**What the exercise asks:** Rewrite the stretch of the Scott Ross interview from "I’m interested in" through "their midcareer employees.", putting "recent graduates" in place of "younger workers".

**Text section:**

--------

Dr. Scott Ross, the vice president and chief medical officer of Cleveland Clinic in Weston, doesn’t have the conventional biography of someone in his position. He took a circuitous route: He knew he wanted to become a doctor, but having lost his mother to cancer when she was 42, Ross says he “came across during the interviews as wanting to do medicine for all the wrong reasons—to avenge my mother’s death at such a young age.” Nearly a decade at South Carolina Electric & Gas Company followed a five-year stint at an HVAC company. His epiphany: “I was a biology major in an engineers’ world, and this is not going to keep me happy when I’m 60 or 70 years of age.” So, Ross left his well-paying job and uprooted his wife and four sons to relocate to Dominica to attend medical school. It’s a long way from electric and gas delivery to organ transplants. Ross spoke to SFBW about the emergence of Cleveland Clinic as a major player in the South Florida medical sector.
I’m interested in midlife career changes, because I’ve been reading that although employers have a preference for younger workers, they actually are more satisfied with their midcareer employees.

--------

**Data excerpts:**
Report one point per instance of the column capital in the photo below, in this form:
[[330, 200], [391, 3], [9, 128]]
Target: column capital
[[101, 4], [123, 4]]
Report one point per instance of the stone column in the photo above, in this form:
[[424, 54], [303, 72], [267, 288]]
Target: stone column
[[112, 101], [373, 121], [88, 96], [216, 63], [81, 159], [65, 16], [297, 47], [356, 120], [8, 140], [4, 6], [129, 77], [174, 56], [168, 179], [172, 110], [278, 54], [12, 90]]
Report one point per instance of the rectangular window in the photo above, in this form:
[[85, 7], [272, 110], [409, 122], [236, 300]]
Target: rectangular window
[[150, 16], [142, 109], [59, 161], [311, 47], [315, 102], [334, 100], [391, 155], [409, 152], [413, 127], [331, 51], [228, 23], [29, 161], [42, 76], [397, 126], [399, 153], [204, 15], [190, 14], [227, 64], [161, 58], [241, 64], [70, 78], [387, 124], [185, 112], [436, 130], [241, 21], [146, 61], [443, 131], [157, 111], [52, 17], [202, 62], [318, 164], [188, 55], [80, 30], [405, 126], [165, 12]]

--------

**Expected answer:**
I’m interested in midlife career changes, because I’ve been reading that although employers have a preference for recent graduates, they actually are more satisfied with their midcareer employees.